[DATA FOR THE TASK Boundary: Start]

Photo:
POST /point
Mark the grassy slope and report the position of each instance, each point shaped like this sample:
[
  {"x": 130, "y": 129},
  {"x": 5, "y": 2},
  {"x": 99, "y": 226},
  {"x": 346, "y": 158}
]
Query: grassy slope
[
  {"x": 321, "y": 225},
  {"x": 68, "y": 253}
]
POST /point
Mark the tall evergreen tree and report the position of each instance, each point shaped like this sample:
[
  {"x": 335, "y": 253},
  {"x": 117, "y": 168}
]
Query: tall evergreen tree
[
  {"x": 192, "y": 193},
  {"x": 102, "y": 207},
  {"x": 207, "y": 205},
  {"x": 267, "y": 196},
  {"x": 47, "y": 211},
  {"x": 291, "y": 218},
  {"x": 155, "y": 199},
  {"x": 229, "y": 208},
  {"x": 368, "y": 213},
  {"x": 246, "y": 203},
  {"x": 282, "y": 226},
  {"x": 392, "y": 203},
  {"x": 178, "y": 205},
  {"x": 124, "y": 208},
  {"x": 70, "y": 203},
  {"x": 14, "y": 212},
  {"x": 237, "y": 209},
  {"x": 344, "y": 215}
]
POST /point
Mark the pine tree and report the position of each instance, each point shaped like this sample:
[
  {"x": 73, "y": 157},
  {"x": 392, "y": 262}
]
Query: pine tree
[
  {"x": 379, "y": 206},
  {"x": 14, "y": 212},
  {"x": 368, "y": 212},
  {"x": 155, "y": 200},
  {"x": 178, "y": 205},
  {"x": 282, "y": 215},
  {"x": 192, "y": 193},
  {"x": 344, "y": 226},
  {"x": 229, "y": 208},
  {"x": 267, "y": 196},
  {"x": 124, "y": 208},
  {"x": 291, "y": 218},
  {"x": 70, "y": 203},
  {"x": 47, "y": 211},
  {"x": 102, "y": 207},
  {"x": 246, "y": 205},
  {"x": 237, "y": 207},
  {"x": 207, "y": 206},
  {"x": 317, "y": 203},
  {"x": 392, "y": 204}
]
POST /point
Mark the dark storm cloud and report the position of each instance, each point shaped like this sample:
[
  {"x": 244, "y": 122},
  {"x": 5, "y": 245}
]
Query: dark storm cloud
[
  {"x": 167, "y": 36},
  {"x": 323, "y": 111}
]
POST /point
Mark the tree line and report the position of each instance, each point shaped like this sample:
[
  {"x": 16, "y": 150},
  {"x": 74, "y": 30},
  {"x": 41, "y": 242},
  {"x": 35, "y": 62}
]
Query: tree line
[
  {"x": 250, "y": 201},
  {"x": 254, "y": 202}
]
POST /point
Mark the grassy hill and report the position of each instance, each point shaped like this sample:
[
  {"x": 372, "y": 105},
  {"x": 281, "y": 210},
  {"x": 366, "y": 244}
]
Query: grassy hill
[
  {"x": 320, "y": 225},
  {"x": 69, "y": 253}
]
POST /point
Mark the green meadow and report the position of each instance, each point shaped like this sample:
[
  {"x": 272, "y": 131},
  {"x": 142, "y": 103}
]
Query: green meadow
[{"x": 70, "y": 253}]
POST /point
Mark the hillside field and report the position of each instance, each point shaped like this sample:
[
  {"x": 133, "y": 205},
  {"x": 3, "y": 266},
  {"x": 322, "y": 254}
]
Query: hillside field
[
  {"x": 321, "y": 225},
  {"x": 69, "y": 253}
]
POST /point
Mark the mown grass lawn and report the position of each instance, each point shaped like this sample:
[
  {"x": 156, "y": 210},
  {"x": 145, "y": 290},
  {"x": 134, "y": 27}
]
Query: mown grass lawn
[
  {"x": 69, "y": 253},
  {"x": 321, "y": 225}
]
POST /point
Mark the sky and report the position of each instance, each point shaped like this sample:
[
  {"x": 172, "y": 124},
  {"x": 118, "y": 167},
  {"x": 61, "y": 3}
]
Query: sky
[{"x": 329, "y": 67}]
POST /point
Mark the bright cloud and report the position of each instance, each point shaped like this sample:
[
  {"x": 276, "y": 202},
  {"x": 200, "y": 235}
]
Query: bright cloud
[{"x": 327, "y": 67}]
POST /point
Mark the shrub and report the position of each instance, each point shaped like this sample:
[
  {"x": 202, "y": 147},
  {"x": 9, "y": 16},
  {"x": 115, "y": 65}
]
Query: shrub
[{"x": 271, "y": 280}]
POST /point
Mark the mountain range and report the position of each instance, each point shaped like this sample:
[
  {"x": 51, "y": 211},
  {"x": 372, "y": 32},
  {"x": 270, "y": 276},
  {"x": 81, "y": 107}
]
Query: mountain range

[DATA FOR THE TASK Boundary: End]

WORK TASK –
Go through the data and copy every line that includes "mountain".

EXERCISE SOLUTION –
Mark the mountain range and report the position of each instance, each point shaped like this sample:
Query: mountain range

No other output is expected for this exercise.